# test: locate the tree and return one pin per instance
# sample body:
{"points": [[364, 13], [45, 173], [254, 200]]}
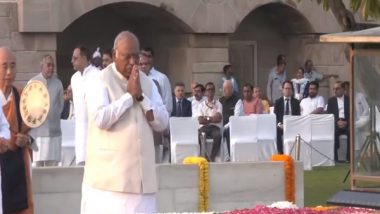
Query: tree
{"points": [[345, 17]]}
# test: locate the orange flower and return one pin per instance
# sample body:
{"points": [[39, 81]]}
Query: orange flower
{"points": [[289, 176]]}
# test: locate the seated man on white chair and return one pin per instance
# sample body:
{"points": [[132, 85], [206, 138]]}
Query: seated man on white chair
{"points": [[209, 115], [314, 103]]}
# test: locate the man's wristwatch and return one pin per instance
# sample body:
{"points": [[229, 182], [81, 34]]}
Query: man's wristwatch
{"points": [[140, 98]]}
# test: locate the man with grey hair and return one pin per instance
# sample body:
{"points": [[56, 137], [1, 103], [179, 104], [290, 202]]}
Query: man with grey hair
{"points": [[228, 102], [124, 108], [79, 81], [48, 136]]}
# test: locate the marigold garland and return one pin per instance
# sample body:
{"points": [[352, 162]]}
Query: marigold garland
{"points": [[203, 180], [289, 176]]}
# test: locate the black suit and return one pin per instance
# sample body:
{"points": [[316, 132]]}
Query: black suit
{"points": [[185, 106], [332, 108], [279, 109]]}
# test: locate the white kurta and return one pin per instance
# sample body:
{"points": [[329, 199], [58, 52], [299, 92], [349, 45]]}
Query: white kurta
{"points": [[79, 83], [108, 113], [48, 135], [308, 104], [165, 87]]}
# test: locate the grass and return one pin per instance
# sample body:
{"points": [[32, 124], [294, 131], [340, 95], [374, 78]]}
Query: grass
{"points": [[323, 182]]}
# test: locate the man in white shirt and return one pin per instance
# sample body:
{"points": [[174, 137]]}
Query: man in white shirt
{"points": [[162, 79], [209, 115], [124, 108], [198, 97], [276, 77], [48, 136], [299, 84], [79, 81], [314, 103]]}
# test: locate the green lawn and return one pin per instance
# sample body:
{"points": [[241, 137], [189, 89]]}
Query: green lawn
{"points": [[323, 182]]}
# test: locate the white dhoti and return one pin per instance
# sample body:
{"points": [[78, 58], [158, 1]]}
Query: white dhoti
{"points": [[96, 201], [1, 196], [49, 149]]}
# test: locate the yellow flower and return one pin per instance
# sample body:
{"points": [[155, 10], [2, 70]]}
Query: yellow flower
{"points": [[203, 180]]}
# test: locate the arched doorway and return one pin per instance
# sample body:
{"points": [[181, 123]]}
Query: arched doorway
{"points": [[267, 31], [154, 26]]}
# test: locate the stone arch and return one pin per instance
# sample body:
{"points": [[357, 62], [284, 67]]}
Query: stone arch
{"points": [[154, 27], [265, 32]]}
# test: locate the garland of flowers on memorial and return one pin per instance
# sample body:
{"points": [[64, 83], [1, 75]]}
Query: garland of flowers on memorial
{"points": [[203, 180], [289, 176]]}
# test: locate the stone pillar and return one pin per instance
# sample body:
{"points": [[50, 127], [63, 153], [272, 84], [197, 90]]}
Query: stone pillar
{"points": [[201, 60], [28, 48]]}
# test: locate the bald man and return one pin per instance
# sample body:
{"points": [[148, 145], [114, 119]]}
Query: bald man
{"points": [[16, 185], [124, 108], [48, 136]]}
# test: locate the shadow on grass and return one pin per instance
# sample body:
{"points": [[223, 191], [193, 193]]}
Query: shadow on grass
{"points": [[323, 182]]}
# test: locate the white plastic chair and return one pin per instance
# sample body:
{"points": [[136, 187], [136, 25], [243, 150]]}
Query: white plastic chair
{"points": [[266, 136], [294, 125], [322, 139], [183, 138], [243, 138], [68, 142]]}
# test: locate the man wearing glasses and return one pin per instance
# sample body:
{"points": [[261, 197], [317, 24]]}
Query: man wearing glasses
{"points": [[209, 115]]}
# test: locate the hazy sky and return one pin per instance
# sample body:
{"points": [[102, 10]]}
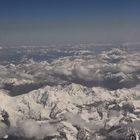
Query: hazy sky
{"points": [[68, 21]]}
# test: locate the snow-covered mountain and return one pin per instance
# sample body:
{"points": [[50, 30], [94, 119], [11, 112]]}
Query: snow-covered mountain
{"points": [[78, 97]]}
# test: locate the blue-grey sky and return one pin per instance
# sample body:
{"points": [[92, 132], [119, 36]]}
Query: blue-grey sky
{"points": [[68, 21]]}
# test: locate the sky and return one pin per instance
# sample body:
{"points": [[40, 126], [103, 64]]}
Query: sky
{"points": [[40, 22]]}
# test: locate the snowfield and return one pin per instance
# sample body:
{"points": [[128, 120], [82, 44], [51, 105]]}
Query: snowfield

■ ■ ■

# Given task:
From the line that contains "# test: locate the snow-covered" to the last line of the material above, repeat every line exactly, keeping both the first and the last.

# Response for this exercise:
# test: locate the snow-covered mountain and return one pin per instance
# sample body:
{"points": [[50, 30], [94, 119], [11, 112]]}
Query: snow-covered mountain
{"points": [[78, 97]]}
# test: locate the blue-grey sky and return one pin per instance
# sample body:
{"points": [[92, 132], [119, 36]]}
Query: blue-grey sky
{"points": [[68, 21]]}
# test: locate the sky and return one pin per instance
# sample body:
{"points": [[40, 126], [103, 64]]}
Query: sky
{"points": [[40, 22]]}
# test: locate the snowfield and return one pin per instance
# sample body:
{"points": [[128, 120], [82, 44], [51, 105]]}
Query: snowfield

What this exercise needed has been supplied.